- Quoted passage
=-=-=-=-=

Complaints, procedure and composition of the Court
The application was lodged with the European Court of Human Rights on 11 October 2018.
Relying on Article 9 (freedom of thought, conscience and religion) of the European Convention on Human Rights, each of the applicants claimed that, due to their political careers and prominence in public life, they could aspire to election to the Presidency or to be invited to serve on the Council of State, but that the religious elements of the declarations required under Articles 12.8 and 31.4 of the Constitution were contrary to their beliefs, and would either prevent them from taking up these offices or require them to make a religious declaration against their conscience.
The decision was given by a Chamber of seven judges, composed as follows:
Mārtiņš Mits (Latvia), President,
Síofra O’Leary (Ireland),
Ganna Yudkivska (Ukraine),
Stéphanie Mourou-Vikström (Monaco),
Ivana Jelić (Montenegro),
Arnfinn Bårdsen (Norway),
Mattias Guyomar (France),
and also Martina Keller, Deputy Section Registrar.
Decision of the Court
The Court reiterated that, under Article 34 of the Convention, for an applicant to claim to be a victim of a violation, he or she must be directly affected by the impugned measure. The Convention did not permit applicants to complain about a provision of national law simply because they considered, without being directly affected by it, that it may contravene the Convention.

=-=-=-=-=

- Point localization data
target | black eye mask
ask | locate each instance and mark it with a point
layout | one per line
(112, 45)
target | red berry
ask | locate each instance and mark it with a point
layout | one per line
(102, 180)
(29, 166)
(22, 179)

=-=-=-=-=

- Problem to solve
Duplicate the passage on the Court case word for word, starting at "Complaints, procedure and" and ending at "against their conscience.". The items above come from a source separate from the text.

- Written answer
Complaints, procedure and composition of the Court
The application was lodged with the European Court of Human Rights on 11 October 2018.
Relying on Article 9 (freedom of thought, conscience and religion) of the European Convention on Human Rights, each of the applicants claimed that, due to their political careers and prominence in public life, they could aspire to election to the Presidency or to be invited to serve on the Council of State, but that the religious elements of the declarations required under Articles 12.8 and 31.4 of the Constitution were contrary to their beliefs, and would either prevent them from taking up these offices or require them to make a religious declaration against their conscience.